What needs to be done.
Locate every line in the listing below that contains the word "yellow" and copy each one out in full. Case counts.

Data provided.
● ● ● ● ● ● ●
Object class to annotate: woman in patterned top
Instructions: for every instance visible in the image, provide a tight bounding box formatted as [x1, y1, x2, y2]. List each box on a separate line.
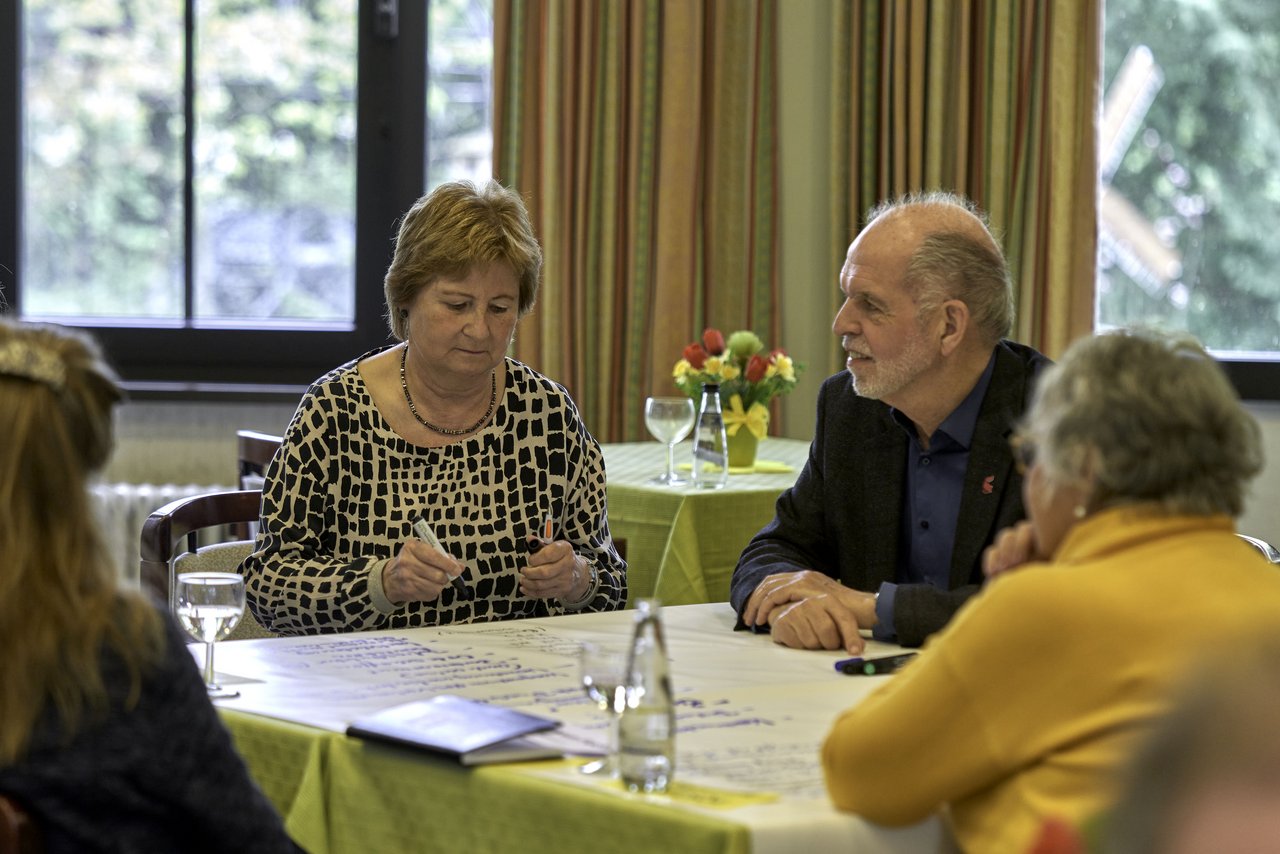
[242, 182, 626, 634]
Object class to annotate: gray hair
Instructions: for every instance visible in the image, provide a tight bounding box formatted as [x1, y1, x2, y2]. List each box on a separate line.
[1019, 329, 1263, 517]
[867, 191, 1014, 343]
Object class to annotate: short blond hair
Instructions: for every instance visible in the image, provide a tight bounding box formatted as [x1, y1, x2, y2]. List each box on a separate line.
[383, 181, 543, 341]
[1019, 329, 1263, 516]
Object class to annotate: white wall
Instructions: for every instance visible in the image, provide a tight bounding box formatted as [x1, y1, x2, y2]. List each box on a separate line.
[1238, 402, 1280, 548]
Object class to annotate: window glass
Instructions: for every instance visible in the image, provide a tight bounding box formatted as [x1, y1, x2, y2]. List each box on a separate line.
[426, 0, 493, 187]
[20, 0, 493, 368]
[22, 0, 184, 318]
[1097, 0, 1280, 360]
[195, 0, 356, 326]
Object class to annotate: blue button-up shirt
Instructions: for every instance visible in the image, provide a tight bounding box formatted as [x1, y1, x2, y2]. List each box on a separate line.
[872, 351, 996, 640]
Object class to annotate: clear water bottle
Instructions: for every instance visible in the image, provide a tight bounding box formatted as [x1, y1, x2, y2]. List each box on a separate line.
[694, 383, 728, 489]
[618, 599, 676, 791]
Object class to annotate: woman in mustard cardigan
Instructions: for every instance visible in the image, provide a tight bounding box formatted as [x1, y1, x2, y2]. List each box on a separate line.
[823, 332, 1280, 853]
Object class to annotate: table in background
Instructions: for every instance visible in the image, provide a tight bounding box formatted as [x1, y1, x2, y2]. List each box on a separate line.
[603, 438, 809, 604]
[218, 603, 946, 854]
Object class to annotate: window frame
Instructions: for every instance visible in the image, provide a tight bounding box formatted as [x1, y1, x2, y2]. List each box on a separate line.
[0, 0, 428, 399]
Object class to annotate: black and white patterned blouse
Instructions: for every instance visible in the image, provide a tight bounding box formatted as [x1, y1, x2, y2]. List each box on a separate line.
[242, 351, 626, 634]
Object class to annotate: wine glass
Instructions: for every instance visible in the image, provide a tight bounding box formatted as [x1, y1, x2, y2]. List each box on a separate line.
[174, 572, 244, 698]
[644, 397, 694, 487]
[577, 641, 631, 777]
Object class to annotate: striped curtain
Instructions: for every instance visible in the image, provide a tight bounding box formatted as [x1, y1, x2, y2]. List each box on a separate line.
[829, 0, 1102, 355]
[494, 0, 781, 442]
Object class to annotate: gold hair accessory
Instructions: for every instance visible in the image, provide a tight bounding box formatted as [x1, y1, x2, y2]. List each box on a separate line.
[0, 339, 67, 392]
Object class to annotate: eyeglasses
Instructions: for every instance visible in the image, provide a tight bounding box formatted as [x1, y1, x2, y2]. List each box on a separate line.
[1009, 433, 1036, 475]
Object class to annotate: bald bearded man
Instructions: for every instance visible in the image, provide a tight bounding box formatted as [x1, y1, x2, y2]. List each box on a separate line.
[730, 192, 1048, 654]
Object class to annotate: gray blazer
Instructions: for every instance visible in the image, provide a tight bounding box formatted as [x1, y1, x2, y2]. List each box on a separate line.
[730, 341, 1050, 647]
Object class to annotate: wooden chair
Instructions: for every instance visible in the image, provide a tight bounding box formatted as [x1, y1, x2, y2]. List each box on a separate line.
[140, 489, 271, 640]
[0, 795, 45, 854]
[236, 430, 282, 489]
[230, 430, 282, 539]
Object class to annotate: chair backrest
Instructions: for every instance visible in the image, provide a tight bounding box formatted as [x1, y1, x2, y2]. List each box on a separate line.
[140, 489, 270, 640]
[230, 430, 282, 539]
[0, 795, 45, 854]
[1238, 534, 1280, 563]
[236, 430, 282, 489]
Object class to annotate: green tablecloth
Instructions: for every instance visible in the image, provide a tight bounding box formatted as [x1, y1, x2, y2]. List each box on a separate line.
[215, 603, 941, 854]
[223, 709, 751, 854]
[603, 438, 809, 604]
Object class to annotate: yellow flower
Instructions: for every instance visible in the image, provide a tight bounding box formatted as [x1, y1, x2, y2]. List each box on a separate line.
[769, 355, 796, 383]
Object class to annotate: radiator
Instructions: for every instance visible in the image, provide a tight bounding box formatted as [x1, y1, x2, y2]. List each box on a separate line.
[91, 483, 234, 585]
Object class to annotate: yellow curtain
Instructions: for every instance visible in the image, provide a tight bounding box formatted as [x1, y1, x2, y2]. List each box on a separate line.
[494, 0, 782, 442]
[831, 0, 1102, 356]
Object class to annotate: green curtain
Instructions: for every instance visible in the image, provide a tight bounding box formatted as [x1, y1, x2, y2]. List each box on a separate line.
[494, 0, 781, 442]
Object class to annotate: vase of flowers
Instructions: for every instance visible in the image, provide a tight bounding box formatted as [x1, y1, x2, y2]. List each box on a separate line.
[672, 329, 804, 469]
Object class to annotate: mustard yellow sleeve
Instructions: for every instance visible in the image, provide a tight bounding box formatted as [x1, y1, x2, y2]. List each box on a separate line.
[822, 579, 1052, 825]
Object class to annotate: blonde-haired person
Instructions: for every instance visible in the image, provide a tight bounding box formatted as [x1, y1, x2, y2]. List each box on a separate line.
[822, 330, 1280, 851]
[243, 182, 626, 634]
[0, 318, 300, 851]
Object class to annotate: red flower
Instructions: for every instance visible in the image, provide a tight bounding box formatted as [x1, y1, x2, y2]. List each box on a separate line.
[684, 342, 707, 370]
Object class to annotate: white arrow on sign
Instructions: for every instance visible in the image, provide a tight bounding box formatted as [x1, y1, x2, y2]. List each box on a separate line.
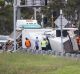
[54, 15, 68, 28]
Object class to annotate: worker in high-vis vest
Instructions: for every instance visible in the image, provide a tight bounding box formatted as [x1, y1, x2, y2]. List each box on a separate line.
[41, 38, 47, 50]
[25, 38, 31, 48]
[76, 36, 80, 50]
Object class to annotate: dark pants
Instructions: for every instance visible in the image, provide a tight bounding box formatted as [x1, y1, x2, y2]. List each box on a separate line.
[36, 46, 39, 50]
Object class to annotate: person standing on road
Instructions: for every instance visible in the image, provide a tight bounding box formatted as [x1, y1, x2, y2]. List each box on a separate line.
[41, 38, 47, 50]
[35, 37, 39, 50]
[25, 38, 31, 49]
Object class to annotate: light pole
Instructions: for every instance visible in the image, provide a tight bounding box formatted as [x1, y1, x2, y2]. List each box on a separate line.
[13, 0, 16, 51]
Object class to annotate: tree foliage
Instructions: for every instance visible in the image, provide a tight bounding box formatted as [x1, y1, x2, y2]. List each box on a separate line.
[0, 0, 80, 34]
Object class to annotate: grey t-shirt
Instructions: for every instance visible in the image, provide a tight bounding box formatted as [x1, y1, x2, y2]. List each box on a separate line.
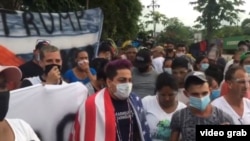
[170, 107, 234, 141]
[132, 68, 158, 98]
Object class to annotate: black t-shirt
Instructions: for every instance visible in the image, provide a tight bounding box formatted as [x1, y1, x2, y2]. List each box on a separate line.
[112, 99, 139, 141]
[19, 60, 43, 80]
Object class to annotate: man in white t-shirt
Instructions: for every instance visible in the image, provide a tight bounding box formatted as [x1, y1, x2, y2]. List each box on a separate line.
[212, 66, 250, 124]
[20, 45, 66, 88]
[171, 57, 192, 104]
[224, 41, 249, 76]
[142, 72, 186, 141]
[151, 46, 165, 74]
[0, 66, 40, 141]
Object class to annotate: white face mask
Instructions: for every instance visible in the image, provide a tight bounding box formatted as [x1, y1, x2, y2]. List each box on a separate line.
[164, 68, 172, 74]
[114, 83, 133, 100]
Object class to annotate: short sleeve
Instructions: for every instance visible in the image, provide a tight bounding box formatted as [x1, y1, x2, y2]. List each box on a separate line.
[90, 68, 96, 75]
[170, 110, 182, 132]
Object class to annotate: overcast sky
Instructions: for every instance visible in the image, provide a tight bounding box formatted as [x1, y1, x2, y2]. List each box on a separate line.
[140, 0, 250, 26]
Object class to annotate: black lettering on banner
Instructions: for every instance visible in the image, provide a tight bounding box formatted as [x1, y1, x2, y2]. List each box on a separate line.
[56, 113, 76, 141]
[59, 12, 76, 31]
[23, 11, 40, 36]
[0, 9, 17, 36]
[39, 12, 55, 34]
[75, 11, 84, 30]
[196, 125, 250, 141]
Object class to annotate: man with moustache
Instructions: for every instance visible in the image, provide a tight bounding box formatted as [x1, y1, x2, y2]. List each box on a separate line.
[20, 45, 66, 88]
[132, 49, 158, 98]
[212, 66, 250, 124]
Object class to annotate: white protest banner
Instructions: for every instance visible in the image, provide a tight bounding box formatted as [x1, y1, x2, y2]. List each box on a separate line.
[0, 8, 103, 54]
[7, 82, 88, 141]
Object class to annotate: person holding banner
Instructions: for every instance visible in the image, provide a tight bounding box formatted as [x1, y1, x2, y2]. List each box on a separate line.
[63, 50, 96, 84]
[20, 45, 66, 88]
[70, 59, 151, 141]
[19, 40, 50, 79]
[0, 66, 40, 141]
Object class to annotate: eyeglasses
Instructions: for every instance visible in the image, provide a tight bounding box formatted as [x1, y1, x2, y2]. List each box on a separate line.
[36, 39, 51, 44]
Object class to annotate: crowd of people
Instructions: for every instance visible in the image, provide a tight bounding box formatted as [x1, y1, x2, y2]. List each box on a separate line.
[0, 38, 250, 141]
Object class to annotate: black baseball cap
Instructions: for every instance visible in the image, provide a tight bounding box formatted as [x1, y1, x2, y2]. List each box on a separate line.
[36, 40, 49, 50]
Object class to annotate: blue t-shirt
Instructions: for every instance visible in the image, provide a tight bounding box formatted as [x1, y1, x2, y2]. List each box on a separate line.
[63, 68, 96, 84]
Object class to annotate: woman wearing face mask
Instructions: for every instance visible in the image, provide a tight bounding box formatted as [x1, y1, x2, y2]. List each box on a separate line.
[142, 72, 186, 141]
[63, 50, 96, 84]
[194, 56, 209, 72]
[163, 57, 173, 74]
[71, 59, 151, 141]
[85, 58, 109, 95]
[0, 66, 40, 141]
[170, 71, 234, 141]
[207, 76, 220, 101]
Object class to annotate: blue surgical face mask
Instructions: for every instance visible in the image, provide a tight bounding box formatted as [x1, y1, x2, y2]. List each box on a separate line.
[210, 90, 220, 100]
[244, 65, 250, 74]
[201, 63, 209, 71]
[163, 68, 172, 74]
[189, 94, 211, 111]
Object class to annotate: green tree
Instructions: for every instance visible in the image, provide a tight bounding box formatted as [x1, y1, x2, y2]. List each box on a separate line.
[241, 18, 250, 35]
[190, 0, 245, 40]
[158, 17, 193, 44]
[144, 11, 168, 34]
[89, 0, 142, 40]
[214, 26, 243, 38]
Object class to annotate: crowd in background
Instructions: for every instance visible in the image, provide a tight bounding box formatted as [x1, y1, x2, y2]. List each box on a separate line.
[0, 38, 250, 141]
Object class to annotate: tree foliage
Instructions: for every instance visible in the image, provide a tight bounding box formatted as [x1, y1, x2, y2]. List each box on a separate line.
● ● ● ● ● ● ●
Written reply.
Object class to annotate: yellow flower
Object class to annotate: yellow curtain
Object class to annotate: mustard yellow sleeve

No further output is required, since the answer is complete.